◆ Text section ◆
★ ★ ★ ★ ★ ★ ★
# Proof Involving Convergence

I ran into this proof in one of my textbooks and was wondering if anybody could lead me in the right logical direction. I can prove the first-differentiable continuous case but the infinity case throws me off. Please help if you can!

Thanks!

Suppose $$\left\{f}\right\}\subset C_{\infty}\left(\left[a,b\right]\right)$$ such that $$\left{f\right}_{n}$$ converges uniformly to some $$\left{f\right}\in C_{\infty}\left(\left[a,b\right]\right)$$. Prove that:

$$\int^a_b\left{f\right}_{n}\left(x\right)dx \rightarrow \int^a_b\left{f\right}\left(x\right)dx$$

HallsofIvy
Homework Helper
What do you mean "I can prove the first-differentiable continuous case"? If f and fn are $C_\infty$ they are certainly C1 so any proof for "first differentiable" works here.
★ ★ ★ ★ ★ ★ ★
◆ Records provided ◆
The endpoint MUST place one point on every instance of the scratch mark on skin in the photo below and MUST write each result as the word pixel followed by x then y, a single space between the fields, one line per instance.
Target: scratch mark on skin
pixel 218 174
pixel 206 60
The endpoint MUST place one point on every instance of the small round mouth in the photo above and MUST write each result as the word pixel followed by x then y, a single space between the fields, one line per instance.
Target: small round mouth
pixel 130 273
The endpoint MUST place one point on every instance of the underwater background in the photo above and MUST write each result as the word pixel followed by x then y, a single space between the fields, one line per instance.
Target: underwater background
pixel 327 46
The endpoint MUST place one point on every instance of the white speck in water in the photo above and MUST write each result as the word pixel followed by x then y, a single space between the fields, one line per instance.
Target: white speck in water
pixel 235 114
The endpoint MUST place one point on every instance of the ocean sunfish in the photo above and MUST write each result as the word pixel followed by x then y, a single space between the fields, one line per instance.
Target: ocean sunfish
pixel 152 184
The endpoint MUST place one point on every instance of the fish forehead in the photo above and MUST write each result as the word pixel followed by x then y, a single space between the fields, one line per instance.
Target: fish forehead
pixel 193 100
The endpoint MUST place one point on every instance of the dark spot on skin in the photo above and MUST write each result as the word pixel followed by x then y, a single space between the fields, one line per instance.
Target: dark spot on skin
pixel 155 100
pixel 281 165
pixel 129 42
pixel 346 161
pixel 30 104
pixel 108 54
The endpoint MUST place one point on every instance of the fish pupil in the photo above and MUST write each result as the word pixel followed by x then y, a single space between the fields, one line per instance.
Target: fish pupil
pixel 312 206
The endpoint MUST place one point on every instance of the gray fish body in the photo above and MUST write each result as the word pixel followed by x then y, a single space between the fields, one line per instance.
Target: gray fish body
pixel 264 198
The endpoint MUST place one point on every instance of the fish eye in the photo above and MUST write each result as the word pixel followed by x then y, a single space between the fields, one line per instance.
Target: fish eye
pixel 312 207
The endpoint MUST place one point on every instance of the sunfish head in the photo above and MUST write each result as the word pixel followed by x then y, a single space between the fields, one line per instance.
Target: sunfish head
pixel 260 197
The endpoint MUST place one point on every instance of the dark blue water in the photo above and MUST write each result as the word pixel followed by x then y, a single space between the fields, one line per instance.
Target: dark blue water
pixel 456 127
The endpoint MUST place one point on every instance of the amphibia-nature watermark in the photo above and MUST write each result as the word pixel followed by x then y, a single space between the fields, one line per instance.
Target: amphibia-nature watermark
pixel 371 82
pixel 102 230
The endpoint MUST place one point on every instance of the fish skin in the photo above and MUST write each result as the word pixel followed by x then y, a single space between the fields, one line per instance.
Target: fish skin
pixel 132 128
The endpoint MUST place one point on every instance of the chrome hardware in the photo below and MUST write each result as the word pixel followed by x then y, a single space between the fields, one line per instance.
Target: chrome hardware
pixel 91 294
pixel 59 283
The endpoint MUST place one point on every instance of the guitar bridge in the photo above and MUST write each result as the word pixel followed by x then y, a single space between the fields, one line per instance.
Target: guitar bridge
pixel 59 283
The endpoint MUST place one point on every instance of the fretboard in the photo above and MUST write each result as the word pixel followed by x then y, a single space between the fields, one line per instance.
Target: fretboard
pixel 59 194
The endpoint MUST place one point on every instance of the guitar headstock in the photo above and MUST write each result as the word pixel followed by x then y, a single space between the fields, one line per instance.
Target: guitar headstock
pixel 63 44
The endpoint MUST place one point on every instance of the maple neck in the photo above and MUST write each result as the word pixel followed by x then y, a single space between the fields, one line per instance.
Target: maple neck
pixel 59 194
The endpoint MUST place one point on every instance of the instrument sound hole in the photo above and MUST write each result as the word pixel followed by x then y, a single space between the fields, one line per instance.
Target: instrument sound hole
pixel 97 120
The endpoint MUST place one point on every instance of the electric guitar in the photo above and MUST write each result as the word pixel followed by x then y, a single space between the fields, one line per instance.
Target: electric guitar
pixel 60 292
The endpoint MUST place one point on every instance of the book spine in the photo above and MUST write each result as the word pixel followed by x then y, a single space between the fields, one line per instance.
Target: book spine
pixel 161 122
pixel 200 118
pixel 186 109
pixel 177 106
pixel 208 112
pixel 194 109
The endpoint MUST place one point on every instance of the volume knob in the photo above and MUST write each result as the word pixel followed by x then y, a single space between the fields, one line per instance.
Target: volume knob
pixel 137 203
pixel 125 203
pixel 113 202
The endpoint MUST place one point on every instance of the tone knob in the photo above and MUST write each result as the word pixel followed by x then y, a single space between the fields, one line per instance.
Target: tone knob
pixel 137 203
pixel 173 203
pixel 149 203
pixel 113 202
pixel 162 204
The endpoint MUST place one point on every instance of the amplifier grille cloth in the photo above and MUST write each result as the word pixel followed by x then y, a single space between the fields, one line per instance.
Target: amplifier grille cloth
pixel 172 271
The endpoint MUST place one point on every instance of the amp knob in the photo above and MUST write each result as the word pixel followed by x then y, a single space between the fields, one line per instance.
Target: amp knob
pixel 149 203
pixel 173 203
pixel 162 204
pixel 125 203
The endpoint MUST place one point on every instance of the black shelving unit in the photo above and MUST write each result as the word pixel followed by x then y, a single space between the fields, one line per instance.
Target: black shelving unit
★ ★ ★ ★ ★ ★ ★
Update the convergence proof post, giving everything from "I ran into this" down to "if you can!" again with "textbooks" replaced by "lecture notes".

◆ In response ◆
I ran into this proof in one of my lecture notes and was wondering if anybody could lead me in the right logical direction. I can prove the first-differentiable continuous case but the infinity case throws me off. Please help if you can!